Vorliegender Text:

++++

Betreuung und Beschulung ukrainischer Kinder in der Stadt Aschaffenburg


Daten angezeigt aus Sitzung:  2. Sitzung des Bildungssenates, 05.07.2022

Beratungsreihenfolge
Gremium Sitzung Sitzungsdatum ö / nö Beratungstyp TOP-Nr.SP-Nr.
Bildungssenat 2. Sitzung des Bildungssenates 05.07.2022 ö Beschließend 2BS/2/2/22

.Begründung / Sachverhalt zum Zeitpunkt der Sitzungseinladung.

Aktuelle Situation

In der Stadt Aschaffenburg wurden Willkommensgruppen für ukrainische Schüler:innen eingerichtet, um ein Ankommen der Kinder und Jugendlichen in der neuen Umgebung und im Schulalltag zu ermöglichen. 
Die Verteilung der Willkommensgruppen in der Stadt Aschaffenburg: 
Primarstufe: vier Willkommensgruppen an Grundschulen (82 Kinder); Sekundarstufe I: eine Willkommensgruppe an der Mittelschule, zwei Gruppen an der Realschule (21 Schüler:innen); Sekundarstufe II: drei Gruppen an Gymnasien (60 Schüler:innen).

++++

Ziel 1:
Gib aus den Einträgen die Zeilen unverändert wieder, beginnend mit der Zeile, die "For each instance of the man's" enthält, bis zur Zeile, die "pixel 372 658" enthält, beide eingeschlossen.
Der Text und die Einträge stehen in keinem Zusammenhang miteinander.

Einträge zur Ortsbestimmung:

++++

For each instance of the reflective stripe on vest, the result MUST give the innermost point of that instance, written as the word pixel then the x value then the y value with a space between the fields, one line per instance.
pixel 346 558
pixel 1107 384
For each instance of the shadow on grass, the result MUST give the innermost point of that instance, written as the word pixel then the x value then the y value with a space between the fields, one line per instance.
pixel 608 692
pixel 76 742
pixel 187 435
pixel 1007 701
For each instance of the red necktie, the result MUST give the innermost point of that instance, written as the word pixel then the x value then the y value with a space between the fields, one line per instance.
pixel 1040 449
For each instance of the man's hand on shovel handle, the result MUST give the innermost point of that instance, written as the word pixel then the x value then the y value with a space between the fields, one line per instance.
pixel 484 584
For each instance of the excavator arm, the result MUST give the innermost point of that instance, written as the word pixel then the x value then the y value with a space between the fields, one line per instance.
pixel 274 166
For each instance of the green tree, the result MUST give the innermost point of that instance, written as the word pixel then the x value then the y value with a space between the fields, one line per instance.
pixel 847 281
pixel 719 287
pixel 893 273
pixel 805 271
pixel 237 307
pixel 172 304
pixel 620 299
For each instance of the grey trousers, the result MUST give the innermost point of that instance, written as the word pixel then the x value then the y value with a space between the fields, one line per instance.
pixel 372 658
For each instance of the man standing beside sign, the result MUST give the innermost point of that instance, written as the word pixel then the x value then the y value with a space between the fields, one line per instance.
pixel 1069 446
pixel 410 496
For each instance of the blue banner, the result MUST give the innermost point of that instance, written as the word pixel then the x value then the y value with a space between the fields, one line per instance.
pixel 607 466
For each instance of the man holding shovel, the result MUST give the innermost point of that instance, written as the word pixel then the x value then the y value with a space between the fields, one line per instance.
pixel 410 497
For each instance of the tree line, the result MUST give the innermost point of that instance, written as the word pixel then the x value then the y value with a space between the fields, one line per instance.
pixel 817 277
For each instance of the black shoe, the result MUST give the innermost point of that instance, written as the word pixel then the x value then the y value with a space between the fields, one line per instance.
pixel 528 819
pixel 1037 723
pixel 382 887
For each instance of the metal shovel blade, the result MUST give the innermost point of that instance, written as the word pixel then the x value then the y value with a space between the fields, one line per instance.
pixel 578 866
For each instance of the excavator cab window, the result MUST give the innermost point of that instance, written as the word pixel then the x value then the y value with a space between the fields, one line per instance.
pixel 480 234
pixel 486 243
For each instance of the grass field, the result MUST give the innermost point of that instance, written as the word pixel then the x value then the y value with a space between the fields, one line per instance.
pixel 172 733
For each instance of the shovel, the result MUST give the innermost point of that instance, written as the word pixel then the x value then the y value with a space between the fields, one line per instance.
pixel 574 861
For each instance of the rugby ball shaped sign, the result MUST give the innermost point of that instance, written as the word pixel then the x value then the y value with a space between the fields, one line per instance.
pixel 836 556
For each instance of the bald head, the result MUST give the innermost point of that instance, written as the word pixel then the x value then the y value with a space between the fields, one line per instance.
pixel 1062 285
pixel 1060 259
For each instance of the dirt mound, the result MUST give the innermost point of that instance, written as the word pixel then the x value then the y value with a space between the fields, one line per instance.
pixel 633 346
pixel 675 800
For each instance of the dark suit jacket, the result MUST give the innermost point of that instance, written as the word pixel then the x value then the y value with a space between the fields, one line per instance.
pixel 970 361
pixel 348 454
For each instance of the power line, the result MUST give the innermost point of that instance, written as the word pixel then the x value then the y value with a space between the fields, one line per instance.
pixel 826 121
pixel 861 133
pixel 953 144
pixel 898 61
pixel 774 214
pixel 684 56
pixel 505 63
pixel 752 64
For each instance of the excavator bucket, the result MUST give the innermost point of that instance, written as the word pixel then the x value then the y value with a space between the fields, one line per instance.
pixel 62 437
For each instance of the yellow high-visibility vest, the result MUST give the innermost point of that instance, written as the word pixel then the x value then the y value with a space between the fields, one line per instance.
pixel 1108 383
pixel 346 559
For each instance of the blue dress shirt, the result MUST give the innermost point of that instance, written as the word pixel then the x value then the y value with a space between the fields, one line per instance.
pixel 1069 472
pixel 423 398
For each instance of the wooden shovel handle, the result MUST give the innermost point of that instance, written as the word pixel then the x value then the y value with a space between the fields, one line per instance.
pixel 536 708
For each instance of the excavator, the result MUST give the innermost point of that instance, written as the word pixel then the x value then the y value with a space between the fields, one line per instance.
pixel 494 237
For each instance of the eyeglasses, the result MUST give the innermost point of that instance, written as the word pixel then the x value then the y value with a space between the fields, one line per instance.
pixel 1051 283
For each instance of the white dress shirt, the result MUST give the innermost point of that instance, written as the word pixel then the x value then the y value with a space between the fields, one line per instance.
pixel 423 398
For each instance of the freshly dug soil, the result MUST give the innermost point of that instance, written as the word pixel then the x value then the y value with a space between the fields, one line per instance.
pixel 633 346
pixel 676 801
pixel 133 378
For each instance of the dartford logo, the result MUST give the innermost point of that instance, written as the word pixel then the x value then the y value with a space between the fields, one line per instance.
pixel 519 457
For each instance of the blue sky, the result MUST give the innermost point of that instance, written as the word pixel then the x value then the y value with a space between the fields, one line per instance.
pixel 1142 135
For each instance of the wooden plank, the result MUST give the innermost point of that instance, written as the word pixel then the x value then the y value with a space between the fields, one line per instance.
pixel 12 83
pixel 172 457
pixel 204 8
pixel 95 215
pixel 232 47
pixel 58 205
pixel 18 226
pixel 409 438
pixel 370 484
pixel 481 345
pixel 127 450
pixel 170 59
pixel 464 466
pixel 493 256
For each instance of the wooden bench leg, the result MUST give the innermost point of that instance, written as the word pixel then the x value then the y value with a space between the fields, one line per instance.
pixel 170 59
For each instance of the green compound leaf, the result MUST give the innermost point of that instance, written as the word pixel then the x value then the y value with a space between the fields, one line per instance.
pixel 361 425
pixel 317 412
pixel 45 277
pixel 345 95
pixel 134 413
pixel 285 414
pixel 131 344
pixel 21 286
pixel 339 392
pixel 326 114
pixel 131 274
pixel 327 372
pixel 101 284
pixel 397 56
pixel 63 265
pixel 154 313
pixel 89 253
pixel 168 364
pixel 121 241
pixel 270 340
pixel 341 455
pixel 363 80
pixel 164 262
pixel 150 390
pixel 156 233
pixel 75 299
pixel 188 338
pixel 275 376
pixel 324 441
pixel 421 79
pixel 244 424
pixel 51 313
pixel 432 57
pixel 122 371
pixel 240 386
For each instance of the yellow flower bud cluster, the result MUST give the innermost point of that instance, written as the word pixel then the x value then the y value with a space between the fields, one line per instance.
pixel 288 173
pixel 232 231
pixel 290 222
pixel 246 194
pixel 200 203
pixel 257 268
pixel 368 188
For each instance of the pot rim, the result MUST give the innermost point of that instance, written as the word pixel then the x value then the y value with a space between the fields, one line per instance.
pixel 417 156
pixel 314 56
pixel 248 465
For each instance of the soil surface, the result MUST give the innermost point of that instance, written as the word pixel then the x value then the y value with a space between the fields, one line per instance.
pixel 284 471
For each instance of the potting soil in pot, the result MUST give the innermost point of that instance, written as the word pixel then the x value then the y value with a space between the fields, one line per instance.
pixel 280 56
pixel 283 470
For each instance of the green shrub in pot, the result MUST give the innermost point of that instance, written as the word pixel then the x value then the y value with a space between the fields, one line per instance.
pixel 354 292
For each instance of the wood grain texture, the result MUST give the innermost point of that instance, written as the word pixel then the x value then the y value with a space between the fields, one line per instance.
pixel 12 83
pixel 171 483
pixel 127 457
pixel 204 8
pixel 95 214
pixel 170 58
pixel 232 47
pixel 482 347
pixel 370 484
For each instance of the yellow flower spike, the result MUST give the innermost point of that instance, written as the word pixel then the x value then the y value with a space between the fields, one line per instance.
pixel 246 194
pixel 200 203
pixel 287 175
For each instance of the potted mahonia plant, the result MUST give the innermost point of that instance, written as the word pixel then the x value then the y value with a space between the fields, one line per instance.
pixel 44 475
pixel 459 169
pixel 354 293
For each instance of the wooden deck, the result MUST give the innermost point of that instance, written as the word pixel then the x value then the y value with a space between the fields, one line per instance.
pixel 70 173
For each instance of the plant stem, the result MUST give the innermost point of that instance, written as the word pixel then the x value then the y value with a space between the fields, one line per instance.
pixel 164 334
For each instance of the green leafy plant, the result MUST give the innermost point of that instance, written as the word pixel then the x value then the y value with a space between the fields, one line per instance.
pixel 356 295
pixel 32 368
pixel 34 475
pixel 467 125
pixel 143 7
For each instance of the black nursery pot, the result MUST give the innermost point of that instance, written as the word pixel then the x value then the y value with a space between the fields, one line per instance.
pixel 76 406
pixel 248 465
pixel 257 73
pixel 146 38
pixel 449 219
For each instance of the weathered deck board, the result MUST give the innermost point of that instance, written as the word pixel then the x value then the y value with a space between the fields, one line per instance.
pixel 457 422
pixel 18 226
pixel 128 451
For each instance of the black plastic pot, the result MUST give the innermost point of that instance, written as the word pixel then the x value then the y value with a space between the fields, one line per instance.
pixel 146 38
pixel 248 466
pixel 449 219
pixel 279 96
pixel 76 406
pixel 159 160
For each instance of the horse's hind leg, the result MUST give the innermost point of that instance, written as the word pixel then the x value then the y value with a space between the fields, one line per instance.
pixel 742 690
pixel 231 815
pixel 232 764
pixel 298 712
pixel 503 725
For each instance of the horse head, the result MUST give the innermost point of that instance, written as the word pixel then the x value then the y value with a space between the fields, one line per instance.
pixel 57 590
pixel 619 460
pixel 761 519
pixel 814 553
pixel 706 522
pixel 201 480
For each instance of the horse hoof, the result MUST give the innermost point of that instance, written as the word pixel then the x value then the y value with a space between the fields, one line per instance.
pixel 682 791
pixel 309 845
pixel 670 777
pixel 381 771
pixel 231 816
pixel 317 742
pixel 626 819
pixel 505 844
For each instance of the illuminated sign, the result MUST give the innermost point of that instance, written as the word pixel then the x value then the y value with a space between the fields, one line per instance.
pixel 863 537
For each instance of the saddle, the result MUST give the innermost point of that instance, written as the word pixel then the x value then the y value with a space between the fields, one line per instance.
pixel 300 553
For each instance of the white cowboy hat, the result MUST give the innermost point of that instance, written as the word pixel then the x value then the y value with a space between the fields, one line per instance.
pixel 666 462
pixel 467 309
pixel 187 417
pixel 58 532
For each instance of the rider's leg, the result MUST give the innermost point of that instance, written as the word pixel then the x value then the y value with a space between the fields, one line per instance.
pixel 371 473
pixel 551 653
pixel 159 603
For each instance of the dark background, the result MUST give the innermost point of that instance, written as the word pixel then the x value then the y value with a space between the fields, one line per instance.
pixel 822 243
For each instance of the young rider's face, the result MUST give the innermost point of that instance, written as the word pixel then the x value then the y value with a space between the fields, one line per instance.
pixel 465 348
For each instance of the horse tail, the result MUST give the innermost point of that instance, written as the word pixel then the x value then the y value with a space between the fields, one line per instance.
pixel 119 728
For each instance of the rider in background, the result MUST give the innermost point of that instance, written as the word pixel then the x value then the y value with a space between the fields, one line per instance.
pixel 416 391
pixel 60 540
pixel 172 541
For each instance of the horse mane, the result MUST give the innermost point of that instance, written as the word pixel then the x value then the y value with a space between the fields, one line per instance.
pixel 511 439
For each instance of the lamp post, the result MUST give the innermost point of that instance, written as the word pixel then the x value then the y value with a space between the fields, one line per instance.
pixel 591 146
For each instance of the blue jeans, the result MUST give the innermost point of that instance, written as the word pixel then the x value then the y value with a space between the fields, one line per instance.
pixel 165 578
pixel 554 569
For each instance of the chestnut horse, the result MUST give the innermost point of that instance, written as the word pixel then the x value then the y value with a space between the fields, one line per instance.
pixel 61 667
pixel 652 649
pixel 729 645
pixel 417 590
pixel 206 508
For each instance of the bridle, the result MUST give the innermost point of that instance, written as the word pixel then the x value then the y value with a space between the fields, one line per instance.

++++

Ziel 2:
Wie viele Kinder sind laut dem vorliegenden Text in den vier Willkommensgruppen an Grundschulen?

Vollständige Lösung 1:
For each instance of the man's hand on shovel handle, the result MUST give the innermost point of that instance, written as the word pixel then the x value then the y value with a space between the fields, one line per instance.
pixel 484 584
For each instance of the excavator arm, the result MUST give the innermost point of that instance, written as the word pixel then the x value then the y value with a space between the fields, one line per instance.
pixel 274 166
For each instance of the green tree, the result MUST give the innermost point of that instance, written as the word pixel then the x value then the y value with a space between the fields, one line per instance.
pixel 847 281
pixel 719 287
pixel 893 273
pixel 805 271
pixel 237 307
pixel 172 304
pixel 620 299
For each instance of the grey trousers, the result MUST give the innermost point of that instance, written as the word pixel then the x value then the y value with a space between the fields, one line per instance.
pixel 372 658

Vollständige Lösung 2:
82 Kinder.